• _TASK DESCRIPTION_
Quote verbatim the lines of the data below, starting at the line that contains "of the long" and ending at the line that contains "of the street", with both of those lines included.

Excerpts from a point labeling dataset

■ ■ ■ ■ ■ ■ ■

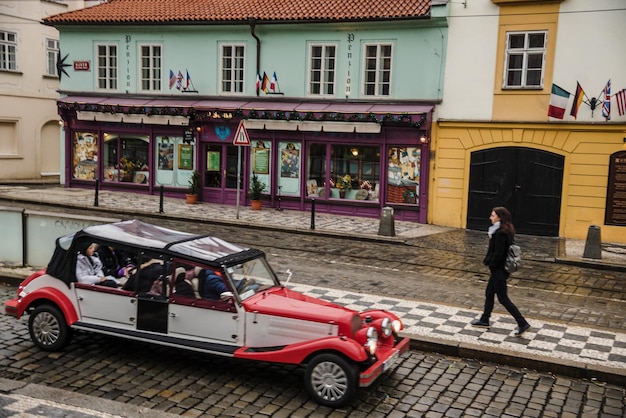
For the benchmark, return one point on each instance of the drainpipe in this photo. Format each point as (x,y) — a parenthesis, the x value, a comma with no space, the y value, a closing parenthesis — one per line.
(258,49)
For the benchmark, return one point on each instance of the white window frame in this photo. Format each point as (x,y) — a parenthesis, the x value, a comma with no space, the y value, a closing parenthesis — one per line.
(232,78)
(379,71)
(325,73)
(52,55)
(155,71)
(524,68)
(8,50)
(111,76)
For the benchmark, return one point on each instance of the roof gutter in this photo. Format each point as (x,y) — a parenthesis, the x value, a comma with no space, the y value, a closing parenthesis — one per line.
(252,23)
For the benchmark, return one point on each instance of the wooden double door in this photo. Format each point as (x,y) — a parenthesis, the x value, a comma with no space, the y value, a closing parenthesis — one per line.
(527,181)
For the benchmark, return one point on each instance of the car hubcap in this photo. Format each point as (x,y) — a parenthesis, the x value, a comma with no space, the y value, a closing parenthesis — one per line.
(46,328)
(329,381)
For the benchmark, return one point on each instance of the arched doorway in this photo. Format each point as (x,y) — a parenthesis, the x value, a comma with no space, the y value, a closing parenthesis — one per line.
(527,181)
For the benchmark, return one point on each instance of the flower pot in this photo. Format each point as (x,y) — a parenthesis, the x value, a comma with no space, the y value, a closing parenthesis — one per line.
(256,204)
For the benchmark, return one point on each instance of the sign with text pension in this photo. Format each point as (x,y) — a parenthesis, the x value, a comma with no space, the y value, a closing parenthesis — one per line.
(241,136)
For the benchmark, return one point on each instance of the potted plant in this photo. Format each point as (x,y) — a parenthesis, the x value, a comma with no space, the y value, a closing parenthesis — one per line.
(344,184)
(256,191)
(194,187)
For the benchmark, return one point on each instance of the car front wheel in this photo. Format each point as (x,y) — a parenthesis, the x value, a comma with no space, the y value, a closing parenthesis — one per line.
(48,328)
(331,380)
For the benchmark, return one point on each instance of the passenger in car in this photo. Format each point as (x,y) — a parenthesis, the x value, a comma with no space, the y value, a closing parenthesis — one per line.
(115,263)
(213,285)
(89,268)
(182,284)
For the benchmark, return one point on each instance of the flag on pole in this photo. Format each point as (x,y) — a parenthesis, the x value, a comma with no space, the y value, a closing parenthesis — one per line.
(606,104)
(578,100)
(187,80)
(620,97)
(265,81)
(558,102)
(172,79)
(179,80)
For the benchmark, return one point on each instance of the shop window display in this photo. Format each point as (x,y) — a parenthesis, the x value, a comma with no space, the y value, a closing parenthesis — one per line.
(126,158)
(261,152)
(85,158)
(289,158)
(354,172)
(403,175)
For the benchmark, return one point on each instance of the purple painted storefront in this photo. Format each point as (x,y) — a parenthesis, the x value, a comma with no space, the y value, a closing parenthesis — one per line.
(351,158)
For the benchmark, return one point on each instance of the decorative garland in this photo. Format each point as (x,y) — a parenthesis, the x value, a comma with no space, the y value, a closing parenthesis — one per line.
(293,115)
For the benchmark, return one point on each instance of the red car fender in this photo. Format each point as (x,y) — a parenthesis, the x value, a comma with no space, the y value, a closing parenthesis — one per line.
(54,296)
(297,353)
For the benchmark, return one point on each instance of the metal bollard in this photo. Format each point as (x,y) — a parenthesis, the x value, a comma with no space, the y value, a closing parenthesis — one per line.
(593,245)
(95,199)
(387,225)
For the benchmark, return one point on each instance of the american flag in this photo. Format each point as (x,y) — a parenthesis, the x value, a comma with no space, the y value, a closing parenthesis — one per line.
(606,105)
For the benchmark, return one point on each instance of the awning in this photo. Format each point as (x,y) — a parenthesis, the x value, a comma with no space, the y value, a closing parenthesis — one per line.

■ ■ ■ ■ ■ ■ ■

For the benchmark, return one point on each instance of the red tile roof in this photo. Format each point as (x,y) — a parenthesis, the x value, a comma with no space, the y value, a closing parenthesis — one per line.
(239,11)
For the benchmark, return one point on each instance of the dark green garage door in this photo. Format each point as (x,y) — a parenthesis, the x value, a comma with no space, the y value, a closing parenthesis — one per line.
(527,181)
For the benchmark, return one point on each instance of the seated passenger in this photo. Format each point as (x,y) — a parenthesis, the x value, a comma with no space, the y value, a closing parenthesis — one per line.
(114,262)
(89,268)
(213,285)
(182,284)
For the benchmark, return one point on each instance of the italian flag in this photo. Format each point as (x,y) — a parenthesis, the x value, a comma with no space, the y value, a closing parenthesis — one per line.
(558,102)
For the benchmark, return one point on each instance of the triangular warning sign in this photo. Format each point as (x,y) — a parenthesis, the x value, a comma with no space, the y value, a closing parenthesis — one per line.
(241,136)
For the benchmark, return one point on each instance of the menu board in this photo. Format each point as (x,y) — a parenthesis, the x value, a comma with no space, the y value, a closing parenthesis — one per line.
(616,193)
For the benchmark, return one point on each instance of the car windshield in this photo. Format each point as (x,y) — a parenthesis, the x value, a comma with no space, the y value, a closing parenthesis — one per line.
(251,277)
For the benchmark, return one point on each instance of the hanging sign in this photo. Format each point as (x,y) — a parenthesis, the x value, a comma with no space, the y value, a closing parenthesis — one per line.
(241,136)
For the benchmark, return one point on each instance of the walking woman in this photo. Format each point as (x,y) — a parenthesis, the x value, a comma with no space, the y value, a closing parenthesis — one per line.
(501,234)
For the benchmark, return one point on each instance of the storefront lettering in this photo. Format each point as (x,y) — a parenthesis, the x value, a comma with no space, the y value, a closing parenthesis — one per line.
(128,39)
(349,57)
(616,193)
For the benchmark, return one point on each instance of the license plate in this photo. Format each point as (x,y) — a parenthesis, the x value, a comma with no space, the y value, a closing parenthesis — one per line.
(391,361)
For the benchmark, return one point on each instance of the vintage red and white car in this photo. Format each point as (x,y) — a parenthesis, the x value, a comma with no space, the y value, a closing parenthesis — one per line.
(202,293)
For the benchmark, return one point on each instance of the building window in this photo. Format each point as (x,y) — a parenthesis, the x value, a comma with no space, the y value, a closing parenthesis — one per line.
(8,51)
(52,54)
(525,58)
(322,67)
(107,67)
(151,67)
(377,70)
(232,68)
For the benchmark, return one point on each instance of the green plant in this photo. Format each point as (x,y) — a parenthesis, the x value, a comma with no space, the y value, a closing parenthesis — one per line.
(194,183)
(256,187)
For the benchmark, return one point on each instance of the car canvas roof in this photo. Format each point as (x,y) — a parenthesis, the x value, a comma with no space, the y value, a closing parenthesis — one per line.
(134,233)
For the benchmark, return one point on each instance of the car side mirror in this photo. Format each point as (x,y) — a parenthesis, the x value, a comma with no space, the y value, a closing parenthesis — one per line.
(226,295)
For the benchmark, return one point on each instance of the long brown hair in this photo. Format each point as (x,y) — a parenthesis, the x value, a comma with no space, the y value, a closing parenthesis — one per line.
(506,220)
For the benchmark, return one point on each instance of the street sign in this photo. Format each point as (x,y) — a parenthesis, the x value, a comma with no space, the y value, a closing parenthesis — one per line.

■ ■ ■ ■ ■ ■ ■

• _OUTPUT BELOW_
For the benchmark, return one point on each instance of the long brown hair in this photo. Format each point as (x,y) — a parenthesis, the x value, a comma with no space, the y value, a closing parenthesis — one per line.
(506,220)
For the benchmark, return one point on each instance of the street sign in this photo. Format each point as (x,y) — a parenthesis, the x value, a comma with no space, the y value, a closing parenthesis — one per line.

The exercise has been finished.